Text under study:

***

So you could say things are more interesting here, and mostly in a good way. I've become the Smilingest Man in Central London (which is admittedly not a difficult title to acquire) with the realization that I'm finally back in something like the right place for me. I'm sure that will wear off over time, but for the moment, I'm definitely enjoying it.
More soon.
Friday, September 25, 2009
Scattered Observations
I'm getting on my plane to London this evening, having spent a couple of days in Pittsburgh visiting my brother and a few more in DC visiting various friends. A few observations from the last few days:
- I had a couple of hours to kill in my old neighborhood, so I went to the new Pentagon Memorial. In stark contrast to the Air Force Memorial nearby, it's stark, tasteful and not in any way overdone. "Like" is the wrong word for a memorial to a recent act of mass violence, but I think it's well-executed and moving. Unfortunately, not everyone understands the word "memorial" - as I was leaving, I passed a middle-aged tourist couple who were taking a photo by the sign for the memorial. The woman knelt down next to the sign and grinned for the camera the way you would in front of a London phone booth or your dog. It was pretty appalling. I remember going to the Vietnam memorial when I was about 15 and noticing that everyone around was either respectfully silent or crying quietly; when I went back a couple of years ago there were kids running around with no apparent supervision and folks blabbing obliviously into their cell phones. I wonder if that's just my impression.
- Being nice does actually sometimes work. I had to get my large, heavy suitcase and large, heavy backpack from one friend's house in Van Ness to another's in Fairlington, which is not exactly a straight shot on public transit. So I hired a Zipcar for a couple of hours for the task (cost: approximately $14). Predictably, everything went wrong. I couldn't get into it when I arrived, so I had to wait five minutes on hold to speak to someone, the Rock Creek Parkway turns out to be closed going south on weekday afternoons, and I got lost in Alexandria, the worst-signed city in America. Twice. So, seeing as I was going to be late anyway, I pulled over into a parking lot to call Zipcar and notify them that I was not going to make it back on time. 10 minutes on hold later, the very nice young lady who answered informed me that I would probably be assessed a $50 late charge. I arrived back 15 minutes late and was indeed assessed a charge. Fair enough; car-sharing wouldn't really work without late penalties, but it bothered me that I had basically been penalized for doing the right thing instead of talking while driving or just arriving late without explanation for the next driver. So I wrote Zipcar a polite note and asked them to consider adding an automated "I'm going to be late" function to their phone tree. They immediately responded, thanked me for the suggestion and rescinded the late charge. I doubt they'd have done that if I'd called up and screamed at them. So score one for being nice.

***

[Dataset entries]
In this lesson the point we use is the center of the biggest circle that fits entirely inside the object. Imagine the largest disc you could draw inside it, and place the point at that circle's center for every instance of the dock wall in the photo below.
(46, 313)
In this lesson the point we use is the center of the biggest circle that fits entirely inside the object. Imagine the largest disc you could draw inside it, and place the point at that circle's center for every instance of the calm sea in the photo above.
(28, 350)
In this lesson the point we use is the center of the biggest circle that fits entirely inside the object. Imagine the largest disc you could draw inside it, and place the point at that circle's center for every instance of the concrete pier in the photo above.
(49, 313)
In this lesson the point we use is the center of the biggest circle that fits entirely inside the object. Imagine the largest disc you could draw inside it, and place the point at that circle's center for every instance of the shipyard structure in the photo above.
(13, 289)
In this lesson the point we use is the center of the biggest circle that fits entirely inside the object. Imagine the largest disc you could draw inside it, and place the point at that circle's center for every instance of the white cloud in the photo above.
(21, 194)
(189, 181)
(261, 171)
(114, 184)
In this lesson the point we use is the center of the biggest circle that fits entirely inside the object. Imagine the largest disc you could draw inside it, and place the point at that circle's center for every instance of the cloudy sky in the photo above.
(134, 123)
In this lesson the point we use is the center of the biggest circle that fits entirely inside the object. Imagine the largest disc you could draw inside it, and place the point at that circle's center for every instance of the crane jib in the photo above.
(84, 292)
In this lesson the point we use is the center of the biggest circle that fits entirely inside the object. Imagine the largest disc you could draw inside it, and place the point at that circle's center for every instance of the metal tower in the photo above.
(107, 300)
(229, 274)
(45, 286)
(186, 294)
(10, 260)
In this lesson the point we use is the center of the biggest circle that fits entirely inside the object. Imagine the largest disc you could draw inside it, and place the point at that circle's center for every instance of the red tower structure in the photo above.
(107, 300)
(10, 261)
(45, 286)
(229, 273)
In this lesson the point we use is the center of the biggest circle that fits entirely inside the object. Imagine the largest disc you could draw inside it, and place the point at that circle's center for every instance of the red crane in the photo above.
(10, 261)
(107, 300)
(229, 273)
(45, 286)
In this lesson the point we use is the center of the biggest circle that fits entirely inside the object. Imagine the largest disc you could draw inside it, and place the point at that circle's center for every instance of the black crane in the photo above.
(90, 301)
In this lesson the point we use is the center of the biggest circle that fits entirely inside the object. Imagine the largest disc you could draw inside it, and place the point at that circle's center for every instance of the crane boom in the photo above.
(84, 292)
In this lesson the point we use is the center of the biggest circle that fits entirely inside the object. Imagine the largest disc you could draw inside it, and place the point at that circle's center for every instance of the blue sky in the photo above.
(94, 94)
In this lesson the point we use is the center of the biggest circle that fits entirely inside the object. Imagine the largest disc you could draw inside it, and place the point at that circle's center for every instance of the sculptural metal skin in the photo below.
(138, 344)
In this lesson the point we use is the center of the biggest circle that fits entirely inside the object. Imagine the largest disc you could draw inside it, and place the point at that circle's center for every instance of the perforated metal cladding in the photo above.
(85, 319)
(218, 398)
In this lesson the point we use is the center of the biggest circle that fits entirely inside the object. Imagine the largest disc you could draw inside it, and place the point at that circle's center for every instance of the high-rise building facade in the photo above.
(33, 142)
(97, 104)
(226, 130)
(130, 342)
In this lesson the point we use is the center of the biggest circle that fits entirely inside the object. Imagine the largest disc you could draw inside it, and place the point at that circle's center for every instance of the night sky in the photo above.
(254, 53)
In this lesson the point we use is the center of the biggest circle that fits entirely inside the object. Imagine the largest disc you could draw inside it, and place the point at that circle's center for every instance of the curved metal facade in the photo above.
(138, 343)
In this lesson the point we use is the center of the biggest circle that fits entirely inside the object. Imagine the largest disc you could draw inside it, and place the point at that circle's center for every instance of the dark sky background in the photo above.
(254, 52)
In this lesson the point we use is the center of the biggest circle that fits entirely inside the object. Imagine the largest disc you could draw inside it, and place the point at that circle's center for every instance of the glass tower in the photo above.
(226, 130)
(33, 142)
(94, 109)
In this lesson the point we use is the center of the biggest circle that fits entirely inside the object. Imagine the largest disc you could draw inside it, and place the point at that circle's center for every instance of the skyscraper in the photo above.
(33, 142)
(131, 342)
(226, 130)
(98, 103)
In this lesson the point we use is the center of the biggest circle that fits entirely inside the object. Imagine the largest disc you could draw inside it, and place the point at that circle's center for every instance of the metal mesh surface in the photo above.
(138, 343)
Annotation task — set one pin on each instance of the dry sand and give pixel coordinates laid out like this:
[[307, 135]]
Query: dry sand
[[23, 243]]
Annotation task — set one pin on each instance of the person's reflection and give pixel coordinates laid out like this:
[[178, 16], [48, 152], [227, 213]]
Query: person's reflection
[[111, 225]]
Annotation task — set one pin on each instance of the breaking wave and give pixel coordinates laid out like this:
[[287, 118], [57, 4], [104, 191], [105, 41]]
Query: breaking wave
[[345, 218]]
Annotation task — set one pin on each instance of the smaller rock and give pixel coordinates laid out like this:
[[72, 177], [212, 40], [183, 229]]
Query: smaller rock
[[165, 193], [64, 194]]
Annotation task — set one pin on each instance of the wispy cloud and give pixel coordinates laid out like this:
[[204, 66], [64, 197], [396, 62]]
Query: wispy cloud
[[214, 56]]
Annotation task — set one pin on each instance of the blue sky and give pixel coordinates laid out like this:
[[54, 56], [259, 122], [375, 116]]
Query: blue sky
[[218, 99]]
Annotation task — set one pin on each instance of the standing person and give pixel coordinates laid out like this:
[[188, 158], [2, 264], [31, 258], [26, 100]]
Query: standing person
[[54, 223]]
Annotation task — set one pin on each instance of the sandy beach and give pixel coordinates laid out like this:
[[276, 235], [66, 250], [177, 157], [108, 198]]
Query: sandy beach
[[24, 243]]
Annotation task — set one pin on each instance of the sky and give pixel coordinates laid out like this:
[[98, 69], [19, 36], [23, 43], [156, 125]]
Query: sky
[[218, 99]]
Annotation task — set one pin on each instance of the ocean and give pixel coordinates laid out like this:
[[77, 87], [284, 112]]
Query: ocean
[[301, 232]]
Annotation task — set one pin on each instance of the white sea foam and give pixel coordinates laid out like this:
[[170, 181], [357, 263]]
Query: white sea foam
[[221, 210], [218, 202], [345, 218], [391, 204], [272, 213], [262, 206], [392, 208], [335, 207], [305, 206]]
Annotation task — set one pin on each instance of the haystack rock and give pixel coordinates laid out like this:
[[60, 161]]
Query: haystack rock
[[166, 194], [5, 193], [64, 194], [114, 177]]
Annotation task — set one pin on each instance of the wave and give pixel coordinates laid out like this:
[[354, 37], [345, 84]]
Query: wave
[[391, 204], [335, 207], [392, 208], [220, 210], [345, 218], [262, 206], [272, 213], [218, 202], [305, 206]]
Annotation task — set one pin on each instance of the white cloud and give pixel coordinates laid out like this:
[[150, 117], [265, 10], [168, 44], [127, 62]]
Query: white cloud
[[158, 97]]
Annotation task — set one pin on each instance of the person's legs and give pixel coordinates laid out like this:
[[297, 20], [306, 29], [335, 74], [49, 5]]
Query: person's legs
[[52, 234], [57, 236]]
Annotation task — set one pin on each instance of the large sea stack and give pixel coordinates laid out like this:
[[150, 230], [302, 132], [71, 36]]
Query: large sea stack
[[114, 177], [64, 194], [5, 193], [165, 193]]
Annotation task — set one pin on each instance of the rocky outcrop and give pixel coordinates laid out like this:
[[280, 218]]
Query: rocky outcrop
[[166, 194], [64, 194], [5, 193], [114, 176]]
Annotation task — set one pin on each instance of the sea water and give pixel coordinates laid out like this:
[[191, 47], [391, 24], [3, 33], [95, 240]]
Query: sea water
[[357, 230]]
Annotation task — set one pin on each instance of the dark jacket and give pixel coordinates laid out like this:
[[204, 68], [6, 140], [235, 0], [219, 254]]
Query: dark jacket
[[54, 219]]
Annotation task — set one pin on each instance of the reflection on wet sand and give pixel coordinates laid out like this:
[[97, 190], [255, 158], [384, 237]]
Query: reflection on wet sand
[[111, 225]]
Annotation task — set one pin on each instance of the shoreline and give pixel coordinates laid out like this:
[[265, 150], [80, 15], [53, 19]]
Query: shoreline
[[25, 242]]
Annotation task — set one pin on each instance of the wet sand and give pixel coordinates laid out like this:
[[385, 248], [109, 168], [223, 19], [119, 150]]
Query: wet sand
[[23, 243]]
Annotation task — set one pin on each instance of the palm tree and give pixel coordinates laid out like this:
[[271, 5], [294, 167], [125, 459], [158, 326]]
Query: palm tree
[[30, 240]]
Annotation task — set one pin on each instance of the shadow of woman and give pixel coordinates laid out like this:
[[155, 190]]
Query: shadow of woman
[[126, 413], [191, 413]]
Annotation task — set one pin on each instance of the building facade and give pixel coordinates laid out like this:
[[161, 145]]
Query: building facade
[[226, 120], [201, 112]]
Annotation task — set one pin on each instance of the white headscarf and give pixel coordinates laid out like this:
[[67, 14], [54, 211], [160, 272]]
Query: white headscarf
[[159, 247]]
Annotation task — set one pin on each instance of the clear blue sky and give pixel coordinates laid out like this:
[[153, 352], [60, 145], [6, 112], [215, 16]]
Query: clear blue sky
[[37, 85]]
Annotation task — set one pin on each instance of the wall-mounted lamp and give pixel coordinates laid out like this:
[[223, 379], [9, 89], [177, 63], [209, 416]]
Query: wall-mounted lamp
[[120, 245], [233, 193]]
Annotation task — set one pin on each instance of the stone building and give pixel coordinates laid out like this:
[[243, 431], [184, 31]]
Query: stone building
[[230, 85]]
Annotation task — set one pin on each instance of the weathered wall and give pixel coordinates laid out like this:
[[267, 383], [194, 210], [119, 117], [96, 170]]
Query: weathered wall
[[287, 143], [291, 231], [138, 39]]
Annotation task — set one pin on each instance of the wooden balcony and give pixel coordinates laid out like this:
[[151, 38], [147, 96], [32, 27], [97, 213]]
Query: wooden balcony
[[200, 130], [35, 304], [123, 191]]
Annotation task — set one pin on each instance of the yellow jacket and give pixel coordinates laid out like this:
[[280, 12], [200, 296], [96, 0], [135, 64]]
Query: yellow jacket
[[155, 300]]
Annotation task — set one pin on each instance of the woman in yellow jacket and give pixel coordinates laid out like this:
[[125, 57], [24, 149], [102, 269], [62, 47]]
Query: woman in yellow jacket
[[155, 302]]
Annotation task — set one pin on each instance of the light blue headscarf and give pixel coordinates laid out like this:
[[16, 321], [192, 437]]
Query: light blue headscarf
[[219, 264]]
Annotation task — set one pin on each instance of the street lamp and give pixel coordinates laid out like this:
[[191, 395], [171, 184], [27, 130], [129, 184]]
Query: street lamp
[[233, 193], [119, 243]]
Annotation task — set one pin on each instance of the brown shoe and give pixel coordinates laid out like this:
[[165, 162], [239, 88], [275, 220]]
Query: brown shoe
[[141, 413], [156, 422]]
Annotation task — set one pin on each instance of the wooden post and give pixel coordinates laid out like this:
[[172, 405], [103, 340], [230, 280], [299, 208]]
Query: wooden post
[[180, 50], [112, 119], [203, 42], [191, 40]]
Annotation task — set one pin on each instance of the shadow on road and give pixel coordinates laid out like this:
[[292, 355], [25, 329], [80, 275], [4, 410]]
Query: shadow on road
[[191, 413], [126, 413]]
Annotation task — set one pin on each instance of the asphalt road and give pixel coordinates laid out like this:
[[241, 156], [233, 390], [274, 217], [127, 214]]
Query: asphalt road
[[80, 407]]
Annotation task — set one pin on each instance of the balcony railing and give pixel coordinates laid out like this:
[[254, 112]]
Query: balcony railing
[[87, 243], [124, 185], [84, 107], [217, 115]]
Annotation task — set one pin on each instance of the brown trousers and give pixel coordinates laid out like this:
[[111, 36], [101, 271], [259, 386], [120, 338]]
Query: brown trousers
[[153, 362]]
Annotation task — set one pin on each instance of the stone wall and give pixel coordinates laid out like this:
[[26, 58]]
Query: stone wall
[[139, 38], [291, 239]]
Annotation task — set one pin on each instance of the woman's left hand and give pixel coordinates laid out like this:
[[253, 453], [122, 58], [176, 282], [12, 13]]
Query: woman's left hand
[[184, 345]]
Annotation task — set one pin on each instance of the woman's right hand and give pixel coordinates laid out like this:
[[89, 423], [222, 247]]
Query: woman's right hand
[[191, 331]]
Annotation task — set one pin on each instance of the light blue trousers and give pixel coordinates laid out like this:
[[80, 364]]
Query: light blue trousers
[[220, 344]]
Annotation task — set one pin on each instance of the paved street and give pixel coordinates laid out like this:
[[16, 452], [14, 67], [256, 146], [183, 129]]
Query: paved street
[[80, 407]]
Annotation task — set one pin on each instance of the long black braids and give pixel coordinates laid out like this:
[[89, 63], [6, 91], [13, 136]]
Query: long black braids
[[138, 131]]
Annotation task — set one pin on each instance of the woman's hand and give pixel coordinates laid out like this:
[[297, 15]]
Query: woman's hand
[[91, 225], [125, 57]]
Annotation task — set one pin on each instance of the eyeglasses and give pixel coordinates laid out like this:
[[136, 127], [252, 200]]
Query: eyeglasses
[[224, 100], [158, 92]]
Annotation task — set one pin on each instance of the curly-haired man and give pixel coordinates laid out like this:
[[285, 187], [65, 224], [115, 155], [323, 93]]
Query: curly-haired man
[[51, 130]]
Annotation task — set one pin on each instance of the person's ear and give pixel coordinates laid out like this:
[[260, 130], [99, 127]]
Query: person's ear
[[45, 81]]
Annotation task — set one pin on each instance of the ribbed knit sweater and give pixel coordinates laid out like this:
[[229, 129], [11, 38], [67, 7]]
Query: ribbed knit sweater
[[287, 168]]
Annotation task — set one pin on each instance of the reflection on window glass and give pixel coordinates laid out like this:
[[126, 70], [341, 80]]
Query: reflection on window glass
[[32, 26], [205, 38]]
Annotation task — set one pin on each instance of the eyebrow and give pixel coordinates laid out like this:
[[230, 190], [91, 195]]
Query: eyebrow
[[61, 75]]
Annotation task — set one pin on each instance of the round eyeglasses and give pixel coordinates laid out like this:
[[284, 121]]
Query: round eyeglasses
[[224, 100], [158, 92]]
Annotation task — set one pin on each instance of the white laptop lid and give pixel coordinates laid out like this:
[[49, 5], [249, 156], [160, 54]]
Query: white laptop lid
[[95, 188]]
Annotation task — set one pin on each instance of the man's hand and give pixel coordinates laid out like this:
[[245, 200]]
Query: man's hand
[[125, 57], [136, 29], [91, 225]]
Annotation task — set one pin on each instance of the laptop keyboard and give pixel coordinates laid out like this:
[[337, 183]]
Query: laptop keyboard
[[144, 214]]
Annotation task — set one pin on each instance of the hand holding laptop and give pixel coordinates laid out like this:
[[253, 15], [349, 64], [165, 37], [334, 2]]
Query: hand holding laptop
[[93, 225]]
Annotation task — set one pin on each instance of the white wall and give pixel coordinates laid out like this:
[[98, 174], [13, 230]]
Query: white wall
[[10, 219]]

***

The task:
Answer these questions about the blog post.
1. In which city did the writer spend a couple of days visiting a brother?
2. What was the approximate cost of the Zipcar hire?
3. Which city does the writer call the worst-signed city in America?

Response for this exercise:
1. Pittsburgh
2. Approximately $14
3. Alexandria